[Items from a dataset]
Segment Open

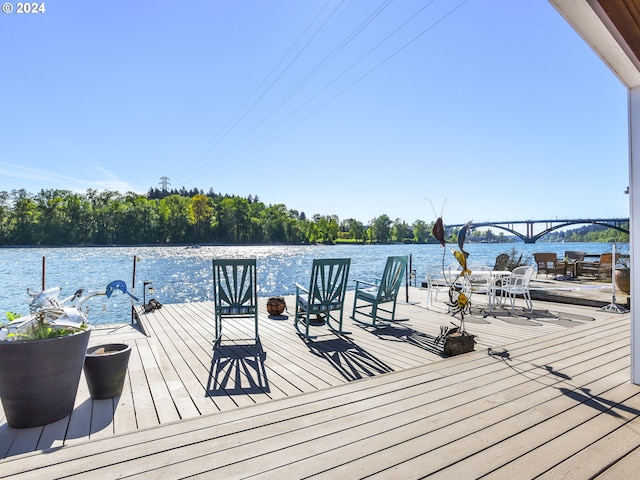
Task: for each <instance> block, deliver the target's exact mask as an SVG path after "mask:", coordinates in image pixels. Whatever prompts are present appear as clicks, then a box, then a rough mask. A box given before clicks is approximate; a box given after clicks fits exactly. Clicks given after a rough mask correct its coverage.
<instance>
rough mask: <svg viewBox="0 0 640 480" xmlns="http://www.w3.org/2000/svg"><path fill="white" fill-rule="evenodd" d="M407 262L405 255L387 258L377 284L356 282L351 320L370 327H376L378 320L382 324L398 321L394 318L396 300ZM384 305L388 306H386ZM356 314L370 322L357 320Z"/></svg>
mask: <svg viewBox="0 0 640 480" xmlns="http://www.w3.org/2000/svg"><path fill="white" fill-rule="evenodd" d="M407 260H408V257H407V256H406V255H405V256H398V257H389V258H387V263H386V265H385V267H384V272H383V273H382V278H381V279H380V281H379V282H375V283H374V282H365V281H362V280H356V293H355V298H354V300H353V313H352V314H351V318H352V319H354V320H355V321H356V322H360V323H363V324H365V325H368V326H371V327H376V326H378V325H379V324H380V320H381V321H384V322H397V321H399V320H396V318H395V317H396V299H397V297H398V291H399V290H400V284H401V283H402V278H403V277H404V274H405V271H406V269H407ZM358 302H360V305H358ZM386 304H389V305H388V306H387V305H386ZM381 305H385V306H386V307H387V308H383V307H382V306H381ZM381 312H382V313H383V316H382V317H380V313H381ZM356 313H359V314H361V315H365V316H366V317H368V318H370V319H371V322H366V321H364V320H361V319H357V318H356ZM404 320H406V319H404Z"/></svg>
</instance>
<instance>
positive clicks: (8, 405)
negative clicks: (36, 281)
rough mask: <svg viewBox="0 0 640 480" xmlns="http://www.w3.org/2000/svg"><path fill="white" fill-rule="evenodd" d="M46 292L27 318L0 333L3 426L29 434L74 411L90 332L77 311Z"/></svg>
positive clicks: (42, 293)
mask: <svg viewBox="0 0 640 480" xmlns="http://www.w3.org/2000/svg"><path fill="white" fill-rule="evenodd" d="M59 291H60V289H50V290H46V291H44V292H41V293H40V294H39V295H37V296H34V298H33V300H32V302H31V305H30V313H29V315H26V316H23V317H19V318H15V317H16V315H11V314H9V315H8V318H9V319H10V320H11V321H10V322H9V323H8V324H6V325H5V326H4V327H2V328H1V329H0V366H1V367H0V400H1V401H2V406H3V408H4V412H5V416H6V419H7V423H8V424H9V425H10V426H12V427H15V428H29V427H35V426H39V425H45V424H47V423H51V422H55V421H57V420H60V419H61V418H64V417H66V416H67V415H69V414H70V413H71V412H72V411H73V405H74V402H75V398H76V393H77V390H78V383H79V382H80V374H81V373H82V365H83V363H84V356H85V352H86V349H87V345H88V343H89V336H90V334H91V329H90V328H89V326H88V323H87V322H86V318H85V317H84V315H83V314H82V312H81V311H80V310H78V309H77V308H73V307H60V306H59V304H58V302H57V293H59Z"/></svg>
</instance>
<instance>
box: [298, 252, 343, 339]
mask: <svg viewBox="0 0 640 480" xmlns="http://www.w3.org/2000/svg"><path fill="white" fill-rule="evenodd" d="M350 265H351V259H350V258H332V259H315V260H314V261H313V266H312V269H311V283H310V285H309V288H308V289H307V288H305V287H303V286H302V285H300V284H299V283H294V285H295V287H296V312H295V320H294V325H295V327H296V330H298V333H299V334H300V335H301V336H303V337H305V338H309V339H313V338H316V337H317V335H309V326H317V325H325V324H326V325H327V326H328V327H329V328H330V329H331V330H332V331H333V332H335V333H337V334H339V335H343V334H348V333H349V332H345V331H343V330H342V309H343V307H344V297H345V292H346V291H347V278H348V276H349V267H350ZM332 322H337V324H338V326H337V328H336V327H334V326H333V324H332ZM300 324H302V325H303V326H304V329H303V330H301V328H300Z"/></svg>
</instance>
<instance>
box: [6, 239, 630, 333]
mask: <svg viewBox="0 0 640 480" xmlns="http://www.w3.org/2000/svg"><path fill="white" fill-rule="evenodd" d="M453 248H457V247H456V246H455V245H453V244H452V245H447V248H446V250H445V249H443V248H442V247H441V246H440V245H337V246H315V245H314V246H202V247H199V248H186V247H184V246H180V247H73V248H1V249H0V281H1V282H2V288H1V289H0V315H1V316H2V317H4V312H6V311H12V312H15V313H20V314H26V313H28V303H29V300H30V299H29V297H28V295H27V288H30V289H32V290H33V291H40V290H41V287H42V281H43V265H44V280H45V286H46V288H50V287H56V286H60V287H62V294H61V298H62V297H66V296H69V295H71V294H73V293H74V292H75V291H76V290H77V289H79V288H83V289H84V290H85V294H86V292H89V291H94V290H104V288H105V287H106V285H107V284H108V283H109V282H111V281H113V280H124V281H125V282H126V284H127V286H128V288H129V290H132V291H133V292H134V293H135V294H136V295H137V296H139V297H140V300H141V301H142V296H143V282H145V281H150V282H153V283H152V284H151V285H152V286H153V288H154V292H153V294H149V293H147V294H146V300H147V301H148V300H149V298H151V297H153V298H156V299H157V300H158V301H159V302H161V303H185V302H200V301H204V300H211V298H212V269H211V260H212V259H213V258H243V257H247V258H256V259H257V265H258V289H259V295H260V296H262V297H268V296H273V295H286V294H291V293H294V292H295V288H294V286H293V282H294V281H297V282H299V283H302V284H303V285H304V284H306V283H308V282H309V275H310V269H311V262H312V260H313V259H314V258H343V257H348V258H351V269H350V272H349V288H350V289H353V288H355V280H356V279H362V280H367V279H369V280H371V279H373V278H377V277H379V276H380V275H381V274H382V269H383V268H384V264H385V261H386V258H387V256H390V255H410V256H411V266H412V269H413V270H415V271H416V277H417V281H418V282H421V281H422V280H423V279H424V278H425V276H426V274H427V272H429V274H437V273H438V272H439V271H441V265H442V255H443V251H444V252H445V265H449V264H451V263H453V262H454V261H455V259H454V257H453V255H452V254H451V250H452V249H453ZM619 248H621V249H622V250H623V251H626V252H628V244H622V245H621V246H620V247H619ZM513 249H515V251H516V252H517V255H518V256H519V255H520V254H522V255H523V256H524V258H525V259H527V260H528V261H529V263H531V264H533V253H534V252H555V253H557V254H558V257H560V258H562V257H564V252H565V250H578V251H585V252H587V253H589V254H600V253H604V252H610V251H611V244H608V243H536V244H524V243H508V244H505V243H501V244H474V243H468V244H466V245H465V250H467V251H468V252H469V254H470V256H469V262H470V263H471V264H485V265H489V266H493V264H494V261H495V258H496V256H497V255H499V254H500V253H508V254H511V253H512V251H513ZM625 249H626V250H625ZM43 259H44V261H43ZM134 265H135V284H133V271H134ZM134 287H135V288H134ZM85 306H86V307H87V309H88V314H87V316H88V318H89V320H90V322H91V323H92V324H96V325H98V324H113V323H126V322H129V321H130V319H131V315H130V312H131V299H130V297H128V296H127V295H125V294H123V293H122V292H119V291H116V293H115V294H114V295H112V297H111V298H110V299H107V298H106V297H103V296H99V297H94V298H91V299H89V300H88V301H87V302H86V303H85Z"/></svg>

Segment Closed

** HOW TO COMPLETE THIS TASK **
Reproduce every line of the records above word for word, leaving out the pictures.

** SOLUTION BELOW **
Task: for each <instance> block, deliver the target's exact mask as an SVG path after "mask:", coordinates in image pixels. Whatever prompts are present appear as clicks, then a box, then a rough mask. A box given before clicks is approximate; a box given after clicks fits exactly. Clicks given after a rough mask correct its coverage.
<instance>
rough mask: <svg viewBox="0 0 640 480" xmlns="http://www.w3.org/2000/svg"><path fill="white" fill-rule="evenodd" d="M407 262L405 255L387 258L377 284L356 282L351 320L370 327H376L378 320L382 324L398 321L394 318L396 300ZM384 305L388 306H386ZM356 314L370 322L357 320Z"/></svg>
mask: <svg viewBox="0 0 640 480" xmlns="http://www.w3.org/2000/svg"><path fill="white" fill-rule="evenodd" d="M407 260H408V257H407V256H406V255H405V256H398V257H389V258H387V263H386V265H385V267H384V272H383V273H382V278H381V279H380V281H379V282H375V283H374V282H365V281H362V280H356V293H355V298H354V300H353V313H352V314H351V318H352V319H354V320H355V321H356V322H360V323H363V324H365V325H368V326H371V327H376V326H378V325H379V324H380V320H381V321H384V322H397V321H399V320H396V318H395V317H396V299H397V297H398V291H399V290H400V284H401V283H402V278H403V277H404V274H405V271H406V269H407ZM358 302H360V305H358ZM386 304H389V305H388V306H387V305H386ZM381 305H385V306H386V307H387V308H383V307H382V306H381ZM381 312H382V313H383V316H382V317H380V313H381ZM356 313H359V314H361V315H365V316H366V317H368V318H370V319H371V322H366V321H364V320H361V319H357V318H356ZM404 320H406V319H404Z"/></svg>
</instance>
<instance>
positive clicks: (8, 405)
negative clicks: (36, 281)
rough mask: <svg viewBox="0 0 640 480" xmlns="http://www.w3.org/2000/svg"><path fill="white" fill-rule="evenodd" d="M46 292L27 318L0 333L3 426L29 434L74 411L90 332L77 311Z"/></svg>
positive clicks: (42, 293)
mask: <svg viewBox="0 0 640 480" xmlns="http://www.w3.org/2000/svg"><path fill="white" fill-rule="evenodd" d="M59 291H60V289H50V290H46V291H44V292H41V293H40V294H39V295H37V296H34V298H33V300H32V302H31V305H30V313H29V315H26V316H23V317H19V318H15V317H16V315H11V314H9V315H8V318H9V319H10V320H11V321H10V322H9V323H8V324H6V325H5V326H4V327H2V328H1V329H0V366H1V367H0V400H1V401H2V406H3V408H4V412H5V416H6V419H7V423H8V424H9V425H10V426H12V427H15V428H29V427H35V426H39V425H45V424H47V423H51V422H55V421H57V420H60V419H61V418H64V417H66V416H67V415H69V414H70V413H71V412H72V411H73V405H74V402H75V398H76V393H77V390H78V383H79V382H80V374H81V373H82V365H83V363H84V356H85V352H86V349H87V345H88V343H89V336H90V334H91V329H90V328H89V326H88V323H87V322H86V318H85V317H84V315H83V314H82V312H81V311H80V310H78V309H77V308H73V307H60V306H59V304H58V302H57V293H59Z"/></svg>
</instance>
<instance>
box: [298, 252, 343, 339]
mask: <svg viewBox="0 0 640 480" xmlns="http://www.w3.org/2000/svg"><path fill="white" fill-rule="evenodd" d="M350 265H351V259H350V258H332V259H315V260H314V261H313V266H312V269H311V283H310V285H309V288H308V289H307V288H305V287H303V286H302V285H300V284H299V283H294V285H295V287H296V312H295V320H294V325H295V327H296V330H298V333H299V334H300V335H301V336H303V337H305V338H309V339H313V338H316V337H317V335H309V326H317V325H325V324H326V325H327V326H328V327H329V328H330V329H331V330H332V331H333V332H335V333H337V334H339V335H343V334H348V333H349V332H345V331H343V330H342V309H343V307H344V297H345V292H346V291H347V278H348V276H349V267H350ZM332 322H337V324H338V326H337V328H336V327H334V326H333V324H332ZM300 324H302V325H303V326H304V329H303V330H301V328H300Z"/></svg>
</instance>
<instance>
box: [6, 239, 630, 333]
mask: <svg viewBox="0 0 640 480" xmlns="http://www.w3.org/2000/svg"><path fill="white" fill-rule="evenodd" d="M453 248H457V247H456V246H455V245H453V244H452V245H447V248H446V250H445V249H443V248H442V247H441V246H440V245H337V246H315V245H314V246H202V247H199V248H186V247H184V246H180V247H73V248H1V249H0V281H1V282H2V288H1V289H0V315H1V316H2V317H4V312H6V311H12V312H15V313H20V314H26V313H28V303H29V300H30V299H29V297H28V295H27V288H30V289H32V290H33V291H40V290H41V287H42V281H43V265H44V280H45V286H46V288H50V287H56V286H60V287H62V294H61V298H62V297H66V296H69V295H71V294H73V293H74V292H75V291H76V290H77V289H79V288H83V289H84V290H85V294H86V292H89V291H94V290H104V288H105V287H106V285H107V284H108V283H109V282H111V281H113V280H124V281H125V282H126V284H127V286H128V288H129V290H132V291H133V292H134V293H135V294H136V295H137V296H139V297H140V300H141V301H142V296H143V282H145V281H150V282H153V283H152V284H151V285H152V286H153V288H154V292H153V294H149V293H147V294H146V300H147V301H148V300H149V298H151V297H153V298H156V299H157V300H158V301H159V302H161V303H185V302H200V301H204V300H211V298H212V269H211V260H212V259H213V258H243V257H247V258H256V259H257V265H258V289H259V295H260V296H262V297H268V296H273V295H286V294H291V293H294V292H295V288H294V286H293V282H294V281H297V282H299V283H302V284H303V285H304V284H306V283H308V282H309V275H310V269H311V262H312V260H313V259H314V258H343V257H348V258H351V269H350V272H349V288H350V289H353V288H355V280H356V279H362V280H367V279H369V280H371V279H373V278H377V277H379V276H380V275H381V274H382V269H383V268H384V264H385V261H386V258H387V256H390V255H410V256H411V266H412V269H413V270H415V271H416V277H417V281H418V282H421V281H422V280H423V279H424V278H425V276H426V274H427V272H429V274H437V273H438V272H439V271H441V265H442V255H443V251H444V252H445V265H449V264H451V263H453V262H454V261H455V259H454V257H453V255H452V254H451V250H452V249H453ZM619 248H621V249H622V250H623V251H626V252H628V244H622V245H621V246H620V247H619ZM513 249H515V251H516V252H517V255H518V256H519V255H520V254H522V255H523V256H524V258H525V259H527V260H528V261H529V263H531V264H533V253H534V252H555V253H557V254H558V257H560V258H562V257H564V252H565V250H578V251H585V252H587V253H589V254H600V253H604V252H610V251H611V244H608V243H536V244H524V243H508V244H505V243H501V244H474V243H468V244H466V245H465V250H467V251H468V252H469V254H470V256H469V262H470V263H471V264H485V265H489V266H493V264H494V261H495V258H496V256H497V255H499V254H500V253H508V254H511V253H512V251H513ZM625 249H626V250H625ZM43 259H44V261H43ZM134 265H135V284H133V271H134ZM134 287H135V288H134ZM85 306H86V307H87V309H88V314H87V316H88V318H89V320H90V322H91V323H92V324H96V325H98V324H113V323H126V322H129V321H130V319H131V315H130V312H131V299H130V297H128V296H127V295H125V294H123V293H122V292H119V291H116V293H115V294H114V295H112V297H111V298H110V299H107V298H106V297H103V296H99V297H94V298H91V299H89V300H88V301H87V302H86V303H85Z"/></svg>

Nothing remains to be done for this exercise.